Written problem a: In the post about internet latency trouble, what ping did the ISP's website test tool show?

Text section:
Last summer, I had some internet connectivity problems. Specifically, I would have massive latency issues that affected my conversations on Skype and my relatively pathetic under the best of circumstances efforts at online gaming. It was driving me up a wall and I couldn't figure it out. It hadn't occurred earlier with the same ISP so I thought it was just temporary issues with the network. However, the problem went on for weeks at various hours of the day.
I contacted the customer service at my ISP and was dismissed as being crazy. Their website's ping test tool showed me having a ping of around 40 ms and they couldn't see any problem on their end. The issues I was having were just with the remote sites. The fact that it was something like 30 different websites or services that had this problem never phased the tech support guy.
I as frustrated but I couldn't blame them. As far as they could see, no problem existed. And it was one of those evil connection problems that only acts up some of the time on some of the packets. Even when I was having slowdowns, I could open a terminal and run
ping google.com or some other site and it would come back with very reasonable times. Some of the time (2-3% of all packets), however, it would throw huge pings on the order of 300 to 700 ms. The tests that they were doing (a couple of packets and take the mean) would never find the problem. I needed to collect a lot of pings over a reasonably long length of time to be sure of catching and characterizing the problem.

Extracted material:
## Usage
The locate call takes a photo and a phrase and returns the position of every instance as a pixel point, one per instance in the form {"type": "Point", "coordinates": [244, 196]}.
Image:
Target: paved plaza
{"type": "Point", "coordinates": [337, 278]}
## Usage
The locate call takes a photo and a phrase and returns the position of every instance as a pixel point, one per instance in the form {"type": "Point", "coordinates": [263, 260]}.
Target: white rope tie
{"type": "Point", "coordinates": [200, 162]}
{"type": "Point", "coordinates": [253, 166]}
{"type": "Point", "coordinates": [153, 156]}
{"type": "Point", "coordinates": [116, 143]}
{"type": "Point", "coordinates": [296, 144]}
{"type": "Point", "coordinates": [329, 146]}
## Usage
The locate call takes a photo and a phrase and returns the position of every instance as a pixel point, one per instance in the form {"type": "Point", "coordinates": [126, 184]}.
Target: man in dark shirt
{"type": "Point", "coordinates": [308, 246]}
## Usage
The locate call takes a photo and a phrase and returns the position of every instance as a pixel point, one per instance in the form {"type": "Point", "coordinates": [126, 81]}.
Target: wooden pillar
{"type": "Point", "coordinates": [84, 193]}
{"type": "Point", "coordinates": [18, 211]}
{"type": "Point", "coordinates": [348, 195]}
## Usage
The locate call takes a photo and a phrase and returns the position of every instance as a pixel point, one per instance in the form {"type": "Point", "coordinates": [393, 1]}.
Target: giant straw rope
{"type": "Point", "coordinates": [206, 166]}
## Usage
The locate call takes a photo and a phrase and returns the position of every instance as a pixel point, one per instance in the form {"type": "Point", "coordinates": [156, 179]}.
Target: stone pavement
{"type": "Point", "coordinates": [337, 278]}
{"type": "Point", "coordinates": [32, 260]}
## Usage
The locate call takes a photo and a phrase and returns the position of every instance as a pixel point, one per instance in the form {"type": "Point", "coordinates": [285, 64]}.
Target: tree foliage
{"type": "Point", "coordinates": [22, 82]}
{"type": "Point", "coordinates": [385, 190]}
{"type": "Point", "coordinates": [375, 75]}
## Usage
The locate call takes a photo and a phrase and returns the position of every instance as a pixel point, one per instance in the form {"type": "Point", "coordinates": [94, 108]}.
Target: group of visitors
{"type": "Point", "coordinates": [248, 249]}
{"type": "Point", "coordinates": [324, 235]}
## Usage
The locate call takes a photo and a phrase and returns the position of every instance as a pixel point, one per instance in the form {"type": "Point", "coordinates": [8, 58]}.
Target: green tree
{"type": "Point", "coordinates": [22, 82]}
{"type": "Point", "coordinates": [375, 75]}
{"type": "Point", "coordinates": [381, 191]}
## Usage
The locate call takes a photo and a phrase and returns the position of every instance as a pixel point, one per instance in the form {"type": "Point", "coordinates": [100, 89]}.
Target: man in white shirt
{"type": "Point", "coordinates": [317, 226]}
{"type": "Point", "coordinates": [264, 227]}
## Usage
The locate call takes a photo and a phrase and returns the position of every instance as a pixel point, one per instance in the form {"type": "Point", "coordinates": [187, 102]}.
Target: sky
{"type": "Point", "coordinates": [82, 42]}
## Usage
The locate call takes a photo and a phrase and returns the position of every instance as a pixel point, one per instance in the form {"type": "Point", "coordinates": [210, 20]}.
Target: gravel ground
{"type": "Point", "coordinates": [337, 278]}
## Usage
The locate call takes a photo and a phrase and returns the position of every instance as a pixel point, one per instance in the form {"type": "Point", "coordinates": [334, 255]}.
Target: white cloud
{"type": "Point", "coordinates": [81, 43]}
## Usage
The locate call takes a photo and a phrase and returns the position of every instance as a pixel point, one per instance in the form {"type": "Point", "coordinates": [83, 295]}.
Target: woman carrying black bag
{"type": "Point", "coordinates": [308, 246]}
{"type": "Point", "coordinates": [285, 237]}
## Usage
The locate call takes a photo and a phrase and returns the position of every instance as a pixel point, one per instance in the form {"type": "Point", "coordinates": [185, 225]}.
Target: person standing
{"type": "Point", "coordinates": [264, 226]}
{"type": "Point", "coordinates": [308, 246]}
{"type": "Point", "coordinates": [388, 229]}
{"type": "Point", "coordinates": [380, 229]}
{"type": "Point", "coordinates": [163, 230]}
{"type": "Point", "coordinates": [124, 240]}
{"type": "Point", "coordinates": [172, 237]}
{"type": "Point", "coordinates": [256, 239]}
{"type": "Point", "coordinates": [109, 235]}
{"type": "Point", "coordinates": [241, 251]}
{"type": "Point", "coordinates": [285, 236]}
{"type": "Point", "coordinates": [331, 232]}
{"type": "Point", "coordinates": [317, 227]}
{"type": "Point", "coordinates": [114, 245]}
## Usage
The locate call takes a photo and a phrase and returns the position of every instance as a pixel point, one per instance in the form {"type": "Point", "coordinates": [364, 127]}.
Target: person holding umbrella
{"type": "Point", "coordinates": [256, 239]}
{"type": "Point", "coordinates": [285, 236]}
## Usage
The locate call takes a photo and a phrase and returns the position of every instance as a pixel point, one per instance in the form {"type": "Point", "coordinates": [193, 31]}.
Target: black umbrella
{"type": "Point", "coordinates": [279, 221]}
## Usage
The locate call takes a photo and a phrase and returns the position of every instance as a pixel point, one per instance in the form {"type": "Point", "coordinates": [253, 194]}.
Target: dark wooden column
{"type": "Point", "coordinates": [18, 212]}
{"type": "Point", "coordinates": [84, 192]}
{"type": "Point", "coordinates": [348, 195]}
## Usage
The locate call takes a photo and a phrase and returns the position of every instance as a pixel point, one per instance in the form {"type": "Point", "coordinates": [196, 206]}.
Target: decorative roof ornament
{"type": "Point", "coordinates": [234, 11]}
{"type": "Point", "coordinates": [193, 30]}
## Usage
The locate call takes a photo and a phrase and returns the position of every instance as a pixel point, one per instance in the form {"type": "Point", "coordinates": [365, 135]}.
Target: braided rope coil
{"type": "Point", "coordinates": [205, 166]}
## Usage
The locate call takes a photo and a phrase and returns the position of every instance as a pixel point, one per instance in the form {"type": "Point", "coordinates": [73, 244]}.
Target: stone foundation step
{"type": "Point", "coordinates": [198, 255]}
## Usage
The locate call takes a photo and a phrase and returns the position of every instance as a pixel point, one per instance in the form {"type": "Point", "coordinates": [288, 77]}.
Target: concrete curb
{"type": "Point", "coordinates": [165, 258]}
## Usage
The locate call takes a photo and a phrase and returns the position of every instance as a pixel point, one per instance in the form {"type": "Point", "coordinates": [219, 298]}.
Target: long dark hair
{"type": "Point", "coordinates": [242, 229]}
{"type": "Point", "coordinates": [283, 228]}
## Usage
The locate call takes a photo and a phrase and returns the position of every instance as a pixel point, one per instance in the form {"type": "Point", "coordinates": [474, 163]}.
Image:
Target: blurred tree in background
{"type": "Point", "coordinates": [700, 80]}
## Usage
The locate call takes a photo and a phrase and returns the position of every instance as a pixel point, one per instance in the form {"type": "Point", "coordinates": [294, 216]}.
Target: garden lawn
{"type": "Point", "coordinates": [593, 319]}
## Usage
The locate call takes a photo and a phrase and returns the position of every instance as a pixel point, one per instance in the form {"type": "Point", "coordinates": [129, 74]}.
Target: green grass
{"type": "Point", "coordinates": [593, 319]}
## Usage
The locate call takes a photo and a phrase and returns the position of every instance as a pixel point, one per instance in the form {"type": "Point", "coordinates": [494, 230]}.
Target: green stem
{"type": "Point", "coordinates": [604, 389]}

Written problem b: Report every line of the listing that contains the word "white", copying each line in full.

Solution a: Around 40 ms.

Solution b:
Target: white rope tie
Target: man in white shirt
Target: white cloud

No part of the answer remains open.